## Work instruction
Copy the result of filtering the entries below for lines that include the string "camouflage".

## Records shown
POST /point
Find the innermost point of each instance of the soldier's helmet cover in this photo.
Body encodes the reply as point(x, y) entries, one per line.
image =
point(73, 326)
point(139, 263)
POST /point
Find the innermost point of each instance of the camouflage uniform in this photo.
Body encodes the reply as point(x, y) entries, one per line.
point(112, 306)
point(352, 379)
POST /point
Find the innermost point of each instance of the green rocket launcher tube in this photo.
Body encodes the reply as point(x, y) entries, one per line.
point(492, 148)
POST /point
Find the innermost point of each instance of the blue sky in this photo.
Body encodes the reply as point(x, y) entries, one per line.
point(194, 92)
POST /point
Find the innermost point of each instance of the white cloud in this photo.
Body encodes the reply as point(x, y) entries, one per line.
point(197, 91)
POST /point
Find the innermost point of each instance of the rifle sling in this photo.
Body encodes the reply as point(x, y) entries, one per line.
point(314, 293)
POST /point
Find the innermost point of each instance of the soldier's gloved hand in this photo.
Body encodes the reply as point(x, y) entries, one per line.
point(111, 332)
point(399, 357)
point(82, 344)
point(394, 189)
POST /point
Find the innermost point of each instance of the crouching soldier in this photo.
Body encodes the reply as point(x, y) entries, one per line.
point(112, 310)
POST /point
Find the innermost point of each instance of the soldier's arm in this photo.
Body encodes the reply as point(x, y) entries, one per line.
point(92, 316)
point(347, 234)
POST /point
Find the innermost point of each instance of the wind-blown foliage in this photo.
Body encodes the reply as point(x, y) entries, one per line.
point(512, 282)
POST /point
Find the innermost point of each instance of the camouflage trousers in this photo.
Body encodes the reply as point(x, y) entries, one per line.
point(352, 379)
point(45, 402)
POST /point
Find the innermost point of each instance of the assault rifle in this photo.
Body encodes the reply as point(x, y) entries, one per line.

## Response to this exercise
Find the innermost point of each instance of the camouflage uniform in this photo.
Find the innermost point of each instance of the camouflage trousers in this photo.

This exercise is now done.